Despite being ravaged by plague, the economy of Walker county survived and started to diversify. Lumber became a lucrative commodity and the advent of the International and Great Southern Railroad coming through town put the county on the map. The railroad enabled commodities to reach bigger markets and as such, the agricultural economy started to revive. Despite the uptick, “Though cotton remained king, depleted soils and other problems dragged down production, which did not reach pre-Civil War levels until 1900. That year almost 27,000 acres were planted in cotton, and over 12,014 bales were ginned.” [4] Blight comes in many forms and it would arrive again in the 1890s, this time a plague of Boll Weevils.

Arriving first through Brownsville along the border with Mexico, the Boll Weevil spread throughout the entirety of the Southern United States at a rate of 40 to 160 miles a year. Arriving in Huntsville between 1895 at the earliest and 1902 at the latest. These insidious creatures would, “In the American South, boll weevils fed almost exclusively on the cotton plant. Cotton was planted in March and April and six to eight weeks later developed squares (flower buds). Early in the season, weevils fed on the leaves, before moving to the squares and bolls. The weevils continued to feed until the cotton plant was destroyed or killed by frost.” [5] The impact of the boll weevil was not felt in just Texas alone. Certain areas of the Cotton Belt experienced immense reduction in cotton crops. For example, the hilly regions of Mississippi experienced a 10.8% drop between 1934-1936. Up to a loss of 32.8% in eastern Oklahoma between 1928-1935. Overall, all regions that were impacted by the Boll Weevil experienced a 10.5% drop. [6] The effects were not unfelt in Walker country either. 1920 proved to be the second smallest crop ever at 2,639 bales, while in 1930 production was the largest at 8,793 bales. The Boll Weevil would come in waves effecting different regions at varying rates.
..........
Copy the passage on Walker County's cotton economy word for word, from "Despite being ravaged" to "of Boll Weevils.". The entries that follow have no connection to the passage on Walker County's cotton economy.

> [Material provided]:
..........
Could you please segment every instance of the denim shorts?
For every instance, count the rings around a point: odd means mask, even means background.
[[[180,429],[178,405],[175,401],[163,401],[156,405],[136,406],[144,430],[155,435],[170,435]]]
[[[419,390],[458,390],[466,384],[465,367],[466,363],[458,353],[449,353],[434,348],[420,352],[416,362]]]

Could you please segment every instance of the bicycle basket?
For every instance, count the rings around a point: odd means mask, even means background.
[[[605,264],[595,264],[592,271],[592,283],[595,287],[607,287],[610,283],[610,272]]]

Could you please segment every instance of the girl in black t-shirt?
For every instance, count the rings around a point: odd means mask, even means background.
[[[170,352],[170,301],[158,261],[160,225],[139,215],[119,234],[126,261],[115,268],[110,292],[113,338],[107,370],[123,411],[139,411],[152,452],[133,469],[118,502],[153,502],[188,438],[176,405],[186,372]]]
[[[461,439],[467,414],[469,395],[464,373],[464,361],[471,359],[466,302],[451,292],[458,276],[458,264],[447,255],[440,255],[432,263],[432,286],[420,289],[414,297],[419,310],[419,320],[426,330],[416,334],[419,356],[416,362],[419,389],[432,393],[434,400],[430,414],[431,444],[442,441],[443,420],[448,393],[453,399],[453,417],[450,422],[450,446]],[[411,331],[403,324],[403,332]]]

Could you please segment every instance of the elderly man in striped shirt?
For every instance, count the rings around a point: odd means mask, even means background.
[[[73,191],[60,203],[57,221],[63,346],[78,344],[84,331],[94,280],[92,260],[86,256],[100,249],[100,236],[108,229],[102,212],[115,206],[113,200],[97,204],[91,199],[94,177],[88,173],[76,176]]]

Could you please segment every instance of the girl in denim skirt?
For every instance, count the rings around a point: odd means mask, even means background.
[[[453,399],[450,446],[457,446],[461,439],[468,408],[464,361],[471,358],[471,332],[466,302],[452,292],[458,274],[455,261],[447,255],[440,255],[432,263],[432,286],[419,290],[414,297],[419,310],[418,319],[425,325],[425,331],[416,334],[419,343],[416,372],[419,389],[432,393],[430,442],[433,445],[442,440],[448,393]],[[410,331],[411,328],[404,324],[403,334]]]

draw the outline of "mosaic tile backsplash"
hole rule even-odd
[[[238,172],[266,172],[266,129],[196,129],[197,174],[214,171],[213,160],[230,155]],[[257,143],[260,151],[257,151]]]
..........
> [Answer to this task]:
Despite being ravaged by plague, the economy of Walker county survived and started to diversify. Lumber became a lucrative commodity and the advent of the International and Great Southern Railroad coming through town put the county on the map. The railroad enabled commodities to reach bigger markets and as such, the agricultural economy started to revive. Despite the uptick, “Though cotton remained king, depleted soils and other problems dragged down production, which did not reach pre-Civil War levels until 1900. That year almost 27,000 acres were planted in cotton, and over 12,014 bales were ginned.” [4] Blight comes in many forms and it would arrive again in the 1890s, this time a plague of Boll Weevils.